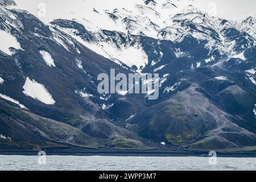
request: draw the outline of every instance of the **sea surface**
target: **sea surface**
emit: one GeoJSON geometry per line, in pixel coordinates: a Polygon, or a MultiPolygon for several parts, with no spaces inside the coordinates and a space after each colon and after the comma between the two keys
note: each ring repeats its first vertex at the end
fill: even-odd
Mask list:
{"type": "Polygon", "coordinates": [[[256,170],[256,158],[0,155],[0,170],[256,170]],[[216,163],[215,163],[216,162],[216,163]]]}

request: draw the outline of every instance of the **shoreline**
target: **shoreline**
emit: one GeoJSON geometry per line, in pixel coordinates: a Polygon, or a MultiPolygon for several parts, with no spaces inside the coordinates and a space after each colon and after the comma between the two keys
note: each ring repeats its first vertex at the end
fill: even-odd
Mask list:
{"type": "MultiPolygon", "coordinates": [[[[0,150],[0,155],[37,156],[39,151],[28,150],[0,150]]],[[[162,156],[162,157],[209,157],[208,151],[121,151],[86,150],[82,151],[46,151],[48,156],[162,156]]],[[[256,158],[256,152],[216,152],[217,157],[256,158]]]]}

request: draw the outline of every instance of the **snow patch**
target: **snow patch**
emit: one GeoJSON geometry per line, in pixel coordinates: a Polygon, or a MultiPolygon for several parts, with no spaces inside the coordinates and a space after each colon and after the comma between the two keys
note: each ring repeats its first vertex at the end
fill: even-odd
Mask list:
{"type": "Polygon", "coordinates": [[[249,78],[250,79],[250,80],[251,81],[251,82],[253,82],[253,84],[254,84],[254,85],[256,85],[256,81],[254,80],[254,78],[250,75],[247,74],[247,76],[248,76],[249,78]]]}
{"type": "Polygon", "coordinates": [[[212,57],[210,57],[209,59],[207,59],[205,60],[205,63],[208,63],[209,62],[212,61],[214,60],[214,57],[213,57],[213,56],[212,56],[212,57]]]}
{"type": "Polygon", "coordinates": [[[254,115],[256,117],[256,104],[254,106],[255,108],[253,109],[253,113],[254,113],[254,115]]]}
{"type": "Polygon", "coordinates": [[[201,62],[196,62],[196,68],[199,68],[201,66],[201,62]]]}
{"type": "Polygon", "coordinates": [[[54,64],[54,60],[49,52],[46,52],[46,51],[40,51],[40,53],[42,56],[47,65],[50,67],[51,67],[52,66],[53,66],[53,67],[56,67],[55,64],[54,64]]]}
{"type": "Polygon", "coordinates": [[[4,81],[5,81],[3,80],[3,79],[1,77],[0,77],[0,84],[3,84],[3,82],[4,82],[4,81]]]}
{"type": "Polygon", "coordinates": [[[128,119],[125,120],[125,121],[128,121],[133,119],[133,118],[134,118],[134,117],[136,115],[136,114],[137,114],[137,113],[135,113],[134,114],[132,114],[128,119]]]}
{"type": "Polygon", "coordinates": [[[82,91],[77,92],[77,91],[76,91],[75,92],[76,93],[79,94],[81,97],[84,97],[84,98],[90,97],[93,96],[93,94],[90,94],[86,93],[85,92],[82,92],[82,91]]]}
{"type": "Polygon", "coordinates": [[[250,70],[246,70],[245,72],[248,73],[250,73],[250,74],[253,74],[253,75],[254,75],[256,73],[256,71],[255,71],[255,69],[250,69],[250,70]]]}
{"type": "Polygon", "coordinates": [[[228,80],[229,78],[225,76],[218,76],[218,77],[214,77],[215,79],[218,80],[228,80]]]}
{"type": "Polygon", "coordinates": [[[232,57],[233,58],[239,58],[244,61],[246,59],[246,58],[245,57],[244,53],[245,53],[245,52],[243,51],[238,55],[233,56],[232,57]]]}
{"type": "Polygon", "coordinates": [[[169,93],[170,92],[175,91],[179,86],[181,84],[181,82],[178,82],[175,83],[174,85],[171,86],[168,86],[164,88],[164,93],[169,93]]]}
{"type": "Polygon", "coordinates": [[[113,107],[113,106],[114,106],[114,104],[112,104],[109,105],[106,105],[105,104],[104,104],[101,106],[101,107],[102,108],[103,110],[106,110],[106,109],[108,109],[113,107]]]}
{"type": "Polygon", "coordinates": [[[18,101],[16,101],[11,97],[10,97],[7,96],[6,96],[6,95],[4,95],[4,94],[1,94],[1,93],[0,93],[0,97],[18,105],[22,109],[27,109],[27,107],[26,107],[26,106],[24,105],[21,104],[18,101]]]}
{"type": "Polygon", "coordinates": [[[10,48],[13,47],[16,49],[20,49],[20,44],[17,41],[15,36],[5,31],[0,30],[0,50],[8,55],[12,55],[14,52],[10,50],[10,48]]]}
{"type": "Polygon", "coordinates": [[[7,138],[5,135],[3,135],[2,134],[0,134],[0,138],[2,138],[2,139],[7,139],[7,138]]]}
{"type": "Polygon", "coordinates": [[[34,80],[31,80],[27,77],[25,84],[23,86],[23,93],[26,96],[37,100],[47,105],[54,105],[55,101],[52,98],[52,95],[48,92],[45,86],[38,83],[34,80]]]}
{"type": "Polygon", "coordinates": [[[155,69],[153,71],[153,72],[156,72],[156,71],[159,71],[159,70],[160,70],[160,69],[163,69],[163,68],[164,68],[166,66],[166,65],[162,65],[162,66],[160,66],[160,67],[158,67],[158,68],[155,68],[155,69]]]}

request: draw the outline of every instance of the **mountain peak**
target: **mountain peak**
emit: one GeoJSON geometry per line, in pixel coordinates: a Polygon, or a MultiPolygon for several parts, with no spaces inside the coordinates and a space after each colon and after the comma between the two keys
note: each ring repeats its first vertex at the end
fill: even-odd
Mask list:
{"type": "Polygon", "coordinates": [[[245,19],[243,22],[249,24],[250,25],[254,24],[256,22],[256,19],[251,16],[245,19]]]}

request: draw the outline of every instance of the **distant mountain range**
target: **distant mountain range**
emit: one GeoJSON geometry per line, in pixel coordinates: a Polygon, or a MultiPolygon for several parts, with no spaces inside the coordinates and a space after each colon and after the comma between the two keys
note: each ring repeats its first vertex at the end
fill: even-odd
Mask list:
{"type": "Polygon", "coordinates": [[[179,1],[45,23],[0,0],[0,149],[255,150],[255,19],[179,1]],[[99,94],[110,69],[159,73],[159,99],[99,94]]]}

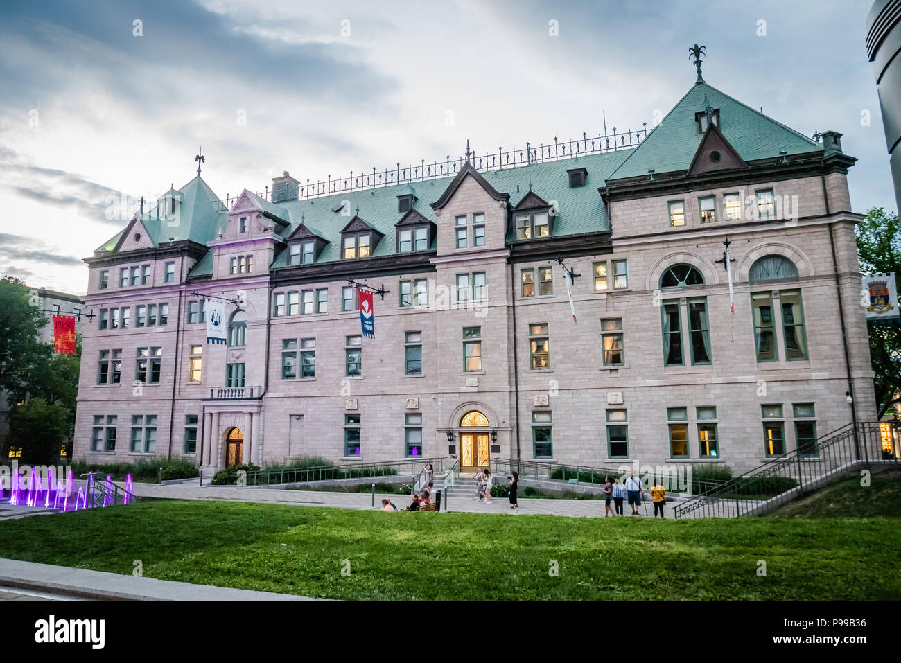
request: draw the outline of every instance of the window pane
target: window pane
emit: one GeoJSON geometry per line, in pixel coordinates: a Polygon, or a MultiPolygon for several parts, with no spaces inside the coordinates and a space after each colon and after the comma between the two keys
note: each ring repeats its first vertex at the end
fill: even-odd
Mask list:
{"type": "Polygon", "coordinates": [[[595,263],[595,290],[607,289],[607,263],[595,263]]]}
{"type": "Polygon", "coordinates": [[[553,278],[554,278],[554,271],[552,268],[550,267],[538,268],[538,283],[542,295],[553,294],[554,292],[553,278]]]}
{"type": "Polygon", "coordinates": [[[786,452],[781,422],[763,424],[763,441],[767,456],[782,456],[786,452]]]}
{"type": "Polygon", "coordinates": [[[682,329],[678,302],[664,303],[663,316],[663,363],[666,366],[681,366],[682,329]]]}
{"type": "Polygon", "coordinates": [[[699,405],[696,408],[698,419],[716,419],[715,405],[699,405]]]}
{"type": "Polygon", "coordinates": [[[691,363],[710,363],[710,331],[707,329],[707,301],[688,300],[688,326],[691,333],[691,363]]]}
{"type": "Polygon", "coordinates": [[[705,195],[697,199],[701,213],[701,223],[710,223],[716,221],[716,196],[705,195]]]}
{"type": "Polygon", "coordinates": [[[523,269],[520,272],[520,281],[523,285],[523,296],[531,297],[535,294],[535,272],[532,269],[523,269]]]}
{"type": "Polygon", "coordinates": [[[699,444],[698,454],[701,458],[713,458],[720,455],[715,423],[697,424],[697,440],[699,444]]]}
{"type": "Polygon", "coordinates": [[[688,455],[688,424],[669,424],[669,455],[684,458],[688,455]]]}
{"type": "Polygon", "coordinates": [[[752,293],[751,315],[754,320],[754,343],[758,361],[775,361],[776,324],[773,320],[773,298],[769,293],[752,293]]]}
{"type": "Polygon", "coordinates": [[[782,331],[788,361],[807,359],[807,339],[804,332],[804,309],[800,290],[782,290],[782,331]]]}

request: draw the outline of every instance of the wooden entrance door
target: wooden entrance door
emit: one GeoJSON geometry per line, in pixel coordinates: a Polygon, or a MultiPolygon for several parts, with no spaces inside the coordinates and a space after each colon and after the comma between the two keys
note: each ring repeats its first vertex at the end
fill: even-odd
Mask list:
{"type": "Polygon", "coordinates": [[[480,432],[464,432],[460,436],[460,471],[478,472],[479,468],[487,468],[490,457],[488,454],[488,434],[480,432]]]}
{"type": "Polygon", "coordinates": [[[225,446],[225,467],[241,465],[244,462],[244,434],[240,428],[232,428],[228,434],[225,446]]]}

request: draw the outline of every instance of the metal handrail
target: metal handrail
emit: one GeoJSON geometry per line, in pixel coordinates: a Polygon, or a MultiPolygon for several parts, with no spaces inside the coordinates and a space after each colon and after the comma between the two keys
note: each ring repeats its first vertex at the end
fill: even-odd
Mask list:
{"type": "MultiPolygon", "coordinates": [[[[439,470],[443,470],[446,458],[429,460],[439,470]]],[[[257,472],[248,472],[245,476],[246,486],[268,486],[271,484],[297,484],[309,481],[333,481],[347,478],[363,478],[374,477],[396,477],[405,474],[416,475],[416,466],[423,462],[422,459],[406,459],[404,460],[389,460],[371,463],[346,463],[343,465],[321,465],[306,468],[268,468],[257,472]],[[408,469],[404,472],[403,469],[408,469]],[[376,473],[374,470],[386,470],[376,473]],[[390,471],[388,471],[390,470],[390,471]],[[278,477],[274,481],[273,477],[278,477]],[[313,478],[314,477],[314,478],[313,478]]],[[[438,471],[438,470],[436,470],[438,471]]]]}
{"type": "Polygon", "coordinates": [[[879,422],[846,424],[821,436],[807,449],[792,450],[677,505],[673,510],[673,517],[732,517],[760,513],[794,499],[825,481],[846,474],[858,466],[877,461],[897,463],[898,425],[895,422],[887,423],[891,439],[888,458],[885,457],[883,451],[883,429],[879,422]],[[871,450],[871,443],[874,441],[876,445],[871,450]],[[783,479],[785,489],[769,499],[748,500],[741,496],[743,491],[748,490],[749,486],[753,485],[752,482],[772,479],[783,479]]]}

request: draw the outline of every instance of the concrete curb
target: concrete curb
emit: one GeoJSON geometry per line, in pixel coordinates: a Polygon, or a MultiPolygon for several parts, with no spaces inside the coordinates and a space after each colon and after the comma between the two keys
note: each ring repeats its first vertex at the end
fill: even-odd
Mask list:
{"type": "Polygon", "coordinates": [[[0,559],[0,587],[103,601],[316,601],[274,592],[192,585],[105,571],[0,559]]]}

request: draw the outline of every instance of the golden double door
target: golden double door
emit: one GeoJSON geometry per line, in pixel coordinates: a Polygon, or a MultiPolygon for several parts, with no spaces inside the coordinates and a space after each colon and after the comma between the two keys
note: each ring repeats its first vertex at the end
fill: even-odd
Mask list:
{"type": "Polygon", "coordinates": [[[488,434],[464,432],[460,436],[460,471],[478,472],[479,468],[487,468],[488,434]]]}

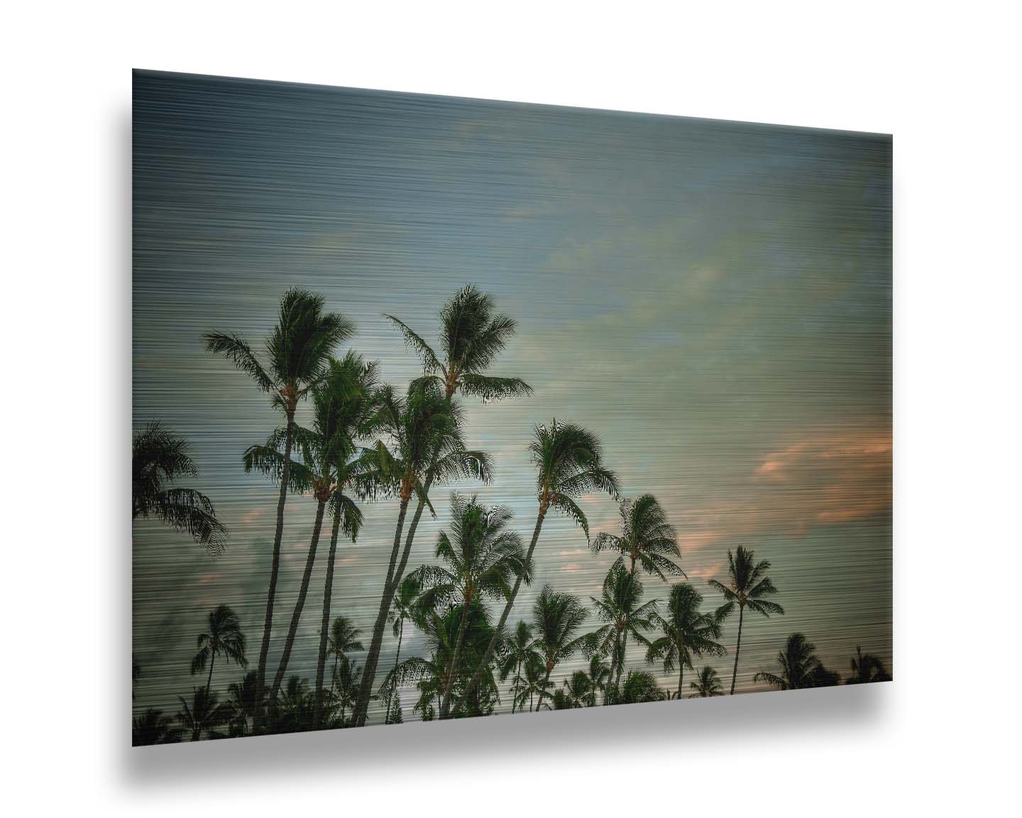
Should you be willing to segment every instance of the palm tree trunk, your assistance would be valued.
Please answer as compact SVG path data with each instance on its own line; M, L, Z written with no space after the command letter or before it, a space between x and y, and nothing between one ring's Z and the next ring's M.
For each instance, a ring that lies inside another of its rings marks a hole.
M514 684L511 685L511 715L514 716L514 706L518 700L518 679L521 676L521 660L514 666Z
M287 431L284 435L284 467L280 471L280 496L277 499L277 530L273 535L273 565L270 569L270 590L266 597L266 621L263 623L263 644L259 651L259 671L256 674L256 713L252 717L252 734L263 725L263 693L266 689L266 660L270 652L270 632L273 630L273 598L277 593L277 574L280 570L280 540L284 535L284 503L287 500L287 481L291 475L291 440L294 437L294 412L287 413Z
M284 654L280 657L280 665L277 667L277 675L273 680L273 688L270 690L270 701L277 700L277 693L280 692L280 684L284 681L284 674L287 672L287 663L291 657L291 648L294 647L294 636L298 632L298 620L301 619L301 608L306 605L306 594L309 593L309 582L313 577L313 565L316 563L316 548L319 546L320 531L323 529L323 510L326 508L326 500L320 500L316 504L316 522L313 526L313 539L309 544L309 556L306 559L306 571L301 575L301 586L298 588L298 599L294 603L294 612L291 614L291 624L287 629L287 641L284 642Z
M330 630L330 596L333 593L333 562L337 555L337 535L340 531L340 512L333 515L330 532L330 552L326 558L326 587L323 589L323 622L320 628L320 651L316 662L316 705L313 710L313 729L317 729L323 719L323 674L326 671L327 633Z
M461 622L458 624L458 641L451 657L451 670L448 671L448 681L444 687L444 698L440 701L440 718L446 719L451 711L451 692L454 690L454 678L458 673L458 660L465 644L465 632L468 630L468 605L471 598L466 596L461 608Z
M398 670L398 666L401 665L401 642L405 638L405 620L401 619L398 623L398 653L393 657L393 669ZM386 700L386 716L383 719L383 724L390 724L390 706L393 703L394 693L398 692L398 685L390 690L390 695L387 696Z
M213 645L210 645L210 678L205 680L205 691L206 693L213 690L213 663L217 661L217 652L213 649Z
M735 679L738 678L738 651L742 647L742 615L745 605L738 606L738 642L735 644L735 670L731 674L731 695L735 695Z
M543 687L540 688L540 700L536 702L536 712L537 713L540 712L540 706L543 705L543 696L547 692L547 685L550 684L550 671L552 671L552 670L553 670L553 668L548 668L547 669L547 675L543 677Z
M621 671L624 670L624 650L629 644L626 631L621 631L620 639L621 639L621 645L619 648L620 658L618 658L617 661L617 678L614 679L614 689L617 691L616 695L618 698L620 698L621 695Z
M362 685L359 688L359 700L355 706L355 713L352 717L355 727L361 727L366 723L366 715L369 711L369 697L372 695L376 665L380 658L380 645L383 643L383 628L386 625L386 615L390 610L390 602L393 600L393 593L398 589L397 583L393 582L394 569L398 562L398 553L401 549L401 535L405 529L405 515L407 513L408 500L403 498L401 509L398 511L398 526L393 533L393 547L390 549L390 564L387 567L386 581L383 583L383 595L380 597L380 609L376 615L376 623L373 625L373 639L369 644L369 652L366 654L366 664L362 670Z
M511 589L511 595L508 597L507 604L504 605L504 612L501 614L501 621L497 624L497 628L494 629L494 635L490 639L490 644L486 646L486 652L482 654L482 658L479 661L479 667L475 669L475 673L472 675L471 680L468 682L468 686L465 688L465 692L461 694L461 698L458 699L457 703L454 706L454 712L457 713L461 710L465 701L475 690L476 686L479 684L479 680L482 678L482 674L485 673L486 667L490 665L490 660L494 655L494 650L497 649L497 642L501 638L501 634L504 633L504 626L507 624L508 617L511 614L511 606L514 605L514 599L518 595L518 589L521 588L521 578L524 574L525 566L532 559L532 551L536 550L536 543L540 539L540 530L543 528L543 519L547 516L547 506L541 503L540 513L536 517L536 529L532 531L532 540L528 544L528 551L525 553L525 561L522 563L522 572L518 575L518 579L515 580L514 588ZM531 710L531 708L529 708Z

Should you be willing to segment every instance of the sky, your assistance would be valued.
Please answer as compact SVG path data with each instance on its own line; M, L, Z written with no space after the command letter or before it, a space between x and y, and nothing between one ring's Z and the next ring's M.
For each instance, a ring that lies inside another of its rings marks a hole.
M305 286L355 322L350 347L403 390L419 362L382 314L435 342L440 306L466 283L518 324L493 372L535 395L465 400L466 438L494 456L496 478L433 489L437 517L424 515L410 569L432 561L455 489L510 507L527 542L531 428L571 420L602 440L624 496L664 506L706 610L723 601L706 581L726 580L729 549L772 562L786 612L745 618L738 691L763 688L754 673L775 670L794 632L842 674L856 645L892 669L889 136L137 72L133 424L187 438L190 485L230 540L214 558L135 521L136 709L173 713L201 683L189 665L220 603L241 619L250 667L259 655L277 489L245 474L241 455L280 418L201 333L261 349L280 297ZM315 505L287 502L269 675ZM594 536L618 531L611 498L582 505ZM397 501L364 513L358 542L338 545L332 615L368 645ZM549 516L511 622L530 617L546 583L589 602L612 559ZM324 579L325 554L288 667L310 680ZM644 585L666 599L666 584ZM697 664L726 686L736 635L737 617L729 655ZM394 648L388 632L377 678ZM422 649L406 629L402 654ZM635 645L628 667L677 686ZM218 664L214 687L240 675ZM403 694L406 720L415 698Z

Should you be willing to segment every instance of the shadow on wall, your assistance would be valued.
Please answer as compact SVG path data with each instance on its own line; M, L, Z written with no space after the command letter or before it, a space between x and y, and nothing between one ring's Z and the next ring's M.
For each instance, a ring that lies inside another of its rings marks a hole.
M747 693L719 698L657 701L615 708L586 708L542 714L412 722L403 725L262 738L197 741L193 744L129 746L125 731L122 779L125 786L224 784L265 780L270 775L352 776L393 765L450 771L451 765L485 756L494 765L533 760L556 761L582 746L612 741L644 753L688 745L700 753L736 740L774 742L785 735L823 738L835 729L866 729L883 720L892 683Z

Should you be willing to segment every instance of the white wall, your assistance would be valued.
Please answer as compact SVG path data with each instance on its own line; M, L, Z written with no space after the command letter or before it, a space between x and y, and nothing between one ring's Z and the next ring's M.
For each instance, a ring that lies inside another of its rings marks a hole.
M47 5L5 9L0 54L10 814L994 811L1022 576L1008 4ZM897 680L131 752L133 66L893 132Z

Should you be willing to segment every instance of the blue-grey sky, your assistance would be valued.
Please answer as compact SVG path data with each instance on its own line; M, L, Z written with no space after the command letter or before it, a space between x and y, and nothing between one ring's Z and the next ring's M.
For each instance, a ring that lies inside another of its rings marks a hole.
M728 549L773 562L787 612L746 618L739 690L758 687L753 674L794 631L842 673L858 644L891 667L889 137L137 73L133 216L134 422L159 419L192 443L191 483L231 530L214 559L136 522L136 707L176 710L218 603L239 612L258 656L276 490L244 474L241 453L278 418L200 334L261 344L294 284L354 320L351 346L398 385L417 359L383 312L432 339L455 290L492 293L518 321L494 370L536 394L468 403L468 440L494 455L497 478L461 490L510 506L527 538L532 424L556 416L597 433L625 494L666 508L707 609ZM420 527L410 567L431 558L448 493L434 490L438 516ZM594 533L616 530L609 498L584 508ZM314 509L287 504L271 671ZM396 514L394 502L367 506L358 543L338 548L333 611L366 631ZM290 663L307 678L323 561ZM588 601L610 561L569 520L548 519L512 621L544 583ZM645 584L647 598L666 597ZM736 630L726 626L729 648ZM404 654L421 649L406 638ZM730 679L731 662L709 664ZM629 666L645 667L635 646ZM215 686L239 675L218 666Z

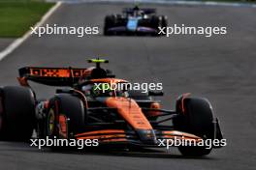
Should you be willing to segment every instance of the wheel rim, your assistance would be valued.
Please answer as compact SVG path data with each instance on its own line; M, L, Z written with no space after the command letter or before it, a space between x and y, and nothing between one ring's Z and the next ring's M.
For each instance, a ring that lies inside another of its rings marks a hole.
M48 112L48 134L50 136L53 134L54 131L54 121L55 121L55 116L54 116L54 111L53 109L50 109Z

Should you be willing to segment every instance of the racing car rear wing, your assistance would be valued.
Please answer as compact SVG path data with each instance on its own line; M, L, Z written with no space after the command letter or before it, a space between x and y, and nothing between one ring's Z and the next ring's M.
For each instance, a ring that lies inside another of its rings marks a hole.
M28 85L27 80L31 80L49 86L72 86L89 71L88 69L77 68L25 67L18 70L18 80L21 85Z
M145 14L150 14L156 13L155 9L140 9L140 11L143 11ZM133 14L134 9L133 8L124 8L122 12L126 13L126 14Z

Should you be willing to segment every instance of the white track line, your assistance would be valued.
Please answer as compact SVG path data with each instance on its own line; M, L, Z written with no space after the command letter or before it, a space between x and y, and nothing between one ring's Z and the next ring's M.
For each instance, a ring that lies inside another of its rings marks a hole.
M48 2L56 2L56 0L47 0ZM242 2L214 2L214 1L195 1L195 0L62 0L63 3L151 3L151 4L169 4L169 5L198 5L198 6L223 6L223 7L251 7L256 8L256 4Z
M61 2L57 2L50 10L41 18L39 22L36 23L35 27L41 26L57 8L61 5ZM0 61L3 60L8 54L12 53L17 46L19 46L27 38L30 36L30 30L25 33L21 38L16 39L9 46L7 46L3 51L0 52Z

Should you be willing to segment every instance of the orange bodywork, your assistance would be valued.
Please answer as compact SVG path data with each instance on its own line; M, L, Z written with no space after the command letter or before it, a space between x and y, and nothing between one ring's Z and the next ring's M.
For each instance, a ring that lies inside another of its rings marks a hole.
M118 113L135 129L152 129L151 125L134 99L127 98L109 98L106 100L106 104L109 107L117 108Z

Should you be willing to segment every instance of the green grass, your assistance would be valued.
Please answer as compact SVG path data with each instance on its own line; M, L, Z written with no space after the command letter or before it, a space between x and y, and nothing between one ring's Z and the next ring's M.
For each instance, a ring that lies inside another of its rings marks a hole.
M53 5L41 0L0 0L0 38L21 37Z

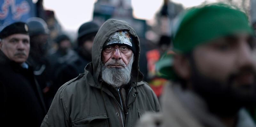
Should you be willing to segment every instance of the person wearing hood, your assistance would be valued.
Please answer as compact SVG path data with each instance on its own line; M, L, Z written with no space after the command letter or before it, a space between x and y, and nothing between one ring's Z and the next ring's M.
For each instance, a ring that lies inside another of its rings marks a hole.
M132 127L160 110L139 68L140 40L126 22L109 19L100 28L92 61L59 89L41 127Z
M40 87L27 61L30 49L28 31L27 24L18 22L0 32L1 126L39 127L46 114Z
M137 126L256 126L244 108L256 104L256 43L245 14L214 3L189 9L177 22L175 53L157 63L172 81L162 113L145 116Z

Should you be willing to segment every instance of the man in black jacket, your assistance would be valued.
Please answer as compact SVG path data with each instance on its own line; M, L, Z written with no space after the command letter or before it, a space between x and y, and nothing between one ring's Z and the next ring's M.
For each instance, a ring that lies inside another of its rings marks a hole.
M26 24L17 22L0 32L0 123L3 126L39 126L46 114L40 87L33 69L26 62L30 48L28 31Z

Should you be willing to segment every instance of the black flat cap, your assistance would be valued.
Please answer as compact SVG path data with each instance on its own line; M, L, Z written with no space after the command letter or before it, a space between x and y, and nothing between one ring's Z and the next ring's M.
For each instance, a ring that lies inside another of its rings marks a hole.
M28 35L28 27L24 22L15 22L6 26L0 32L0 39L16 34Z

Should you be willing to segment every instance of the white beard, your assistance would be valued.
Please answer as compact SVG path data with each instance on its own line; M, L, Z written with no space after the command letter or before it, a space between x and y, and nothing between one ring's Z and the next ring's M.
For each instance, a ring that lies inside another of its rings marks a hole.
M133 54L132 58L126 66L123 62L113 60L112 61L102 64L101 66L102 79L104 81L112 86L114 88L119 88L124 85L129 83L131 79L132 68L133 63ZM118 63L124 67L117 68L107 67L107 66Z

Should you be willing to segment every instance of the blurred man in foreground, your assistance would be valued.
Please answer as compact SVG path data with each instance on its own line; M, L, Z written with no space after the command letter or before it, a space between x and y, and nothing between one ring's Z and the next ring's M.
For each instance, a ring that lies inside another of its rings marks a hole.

· · · · ·

YOUR GOAL => Reproduce the records verbatim between the line containing "Should you be willing to segment every instance of the wheel" and the line containing "M145 14L150 14L156", both of those lines included.

COMPLETED EXERCISE =>
Should you be willing to segment every instance of the wheel rim, your assistance would be valued.
Please answer as compact SVG path data with each instance on its own line; M, L, Z written with no space after the command letter or before it, a space between x and y, and nothing between one ring's Z and the next ring's M.
For each instance, a ring that lies inside another of its rings marks a hole.
M48 112L48 134L50 136L53 134L54 131L54 121L55 121L55 116L54 116L54 111L53 109L50 109Z

Should you be willing to segment every instance of the racing car rear wing, your assistance would be valued.
Please answer as compact SVG path data with each instance on its own line; M, L, Z written with no space after the command letter or before it, a space between x and y, and nothing between one ring's Z and the next ring's M.
For each instance, a ring that lies inside another of its rings marks a hole.
M28 85L27 80L31 80L49 86L72 86L89 71L88 69L77 68L25 67L18 70L18 80L21 85Z
M145 14L150 14L156 13L155 9L140 9L140 11L143 11ZM133 14L134 9L133 8L124 8L122 12L126 13L126 14Z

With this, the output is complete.